SET EXERCISE ▸ Reproduce the lines of the listing below verbatim, from the line containing "of the distant" through the line containing "column 988, row 367", both included.

[Pointing and labeling listing]
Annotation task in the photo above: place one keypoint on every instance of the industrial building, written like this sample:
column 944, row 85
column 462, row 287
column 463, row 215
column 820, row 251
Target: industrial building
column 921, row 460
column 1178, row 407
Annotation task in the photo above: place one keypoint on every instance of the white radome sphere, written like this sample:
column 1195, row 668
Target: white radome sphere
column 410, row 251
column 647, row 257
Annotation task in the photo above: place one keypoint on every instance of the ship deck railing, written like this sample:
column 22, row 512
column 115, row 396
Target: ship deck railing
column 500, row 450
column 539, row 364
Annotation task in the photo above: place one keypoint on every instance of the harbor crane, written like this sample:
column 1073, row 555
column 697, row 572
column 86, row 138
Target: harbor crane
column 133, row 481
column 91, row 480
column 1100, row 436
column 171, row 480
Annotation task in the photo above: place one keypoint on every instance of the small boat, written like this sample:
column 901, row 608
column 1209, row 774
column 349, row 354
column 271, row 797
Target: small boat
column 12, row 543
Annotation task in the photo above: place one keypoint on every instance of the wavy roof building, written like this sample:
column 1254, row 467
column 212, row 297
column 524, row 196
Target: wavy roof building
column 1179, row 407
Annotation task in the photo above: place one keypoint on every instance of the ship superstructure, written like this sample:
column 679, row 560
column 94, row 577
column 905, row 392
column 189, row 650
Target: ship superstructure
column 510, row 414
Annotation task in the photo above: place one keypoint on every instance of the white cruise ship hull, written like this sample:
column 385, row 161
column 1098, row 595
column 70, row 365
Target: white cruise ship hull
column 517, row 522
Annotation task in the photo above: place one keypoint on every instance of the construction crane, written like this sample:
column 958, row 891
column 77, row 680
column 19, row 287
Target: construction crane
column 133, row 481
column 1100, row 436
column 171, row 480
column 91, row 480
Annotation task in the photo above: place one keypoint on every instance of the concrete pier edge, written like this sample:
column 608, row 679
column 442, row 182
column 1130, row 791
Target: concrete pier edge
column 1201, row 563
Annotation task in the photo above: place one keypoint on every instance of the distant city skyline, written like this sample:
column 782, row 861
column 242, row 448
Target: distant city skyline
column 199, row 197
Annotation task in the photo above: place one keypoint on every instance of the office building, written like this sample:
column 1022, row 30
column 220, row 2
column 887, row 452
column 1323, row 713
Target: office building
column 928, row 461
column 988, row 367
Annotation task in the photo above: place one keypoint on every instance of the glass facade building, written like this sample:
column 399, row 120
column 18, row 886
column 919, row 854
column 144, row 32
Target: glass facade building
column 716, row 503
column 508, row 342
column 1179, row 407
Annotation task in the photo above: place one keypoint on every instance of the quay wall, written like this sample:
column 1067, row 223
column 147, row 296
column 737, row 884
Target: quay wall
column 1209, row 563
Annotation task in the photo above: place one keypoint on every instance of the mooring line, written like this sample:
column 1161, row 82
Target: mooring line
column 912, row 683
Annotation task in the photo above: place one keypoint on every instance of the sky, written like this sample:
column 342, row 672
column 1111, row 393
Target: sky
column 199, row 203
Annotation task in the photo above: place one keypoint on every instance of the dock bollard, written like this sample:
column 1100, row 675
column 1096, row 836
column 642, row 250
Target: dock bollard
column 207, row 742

RESULT FOR THIS EXERCISE ▸
Annotation task in the photo above: place one keypoint on every instance of the distant city skyline, written like this sample:
column 782, row 861
column 242, row 448
Target: distant city skyline
column 199, row 197
Annotation task in the photo above: place one keypoint on every instance of the office building, written like this sample:
column 1022, row 30
column 220, row 2
column 887, row 452
column 1323, row 713
Target: office building
column 928, row 461
column 988, row 367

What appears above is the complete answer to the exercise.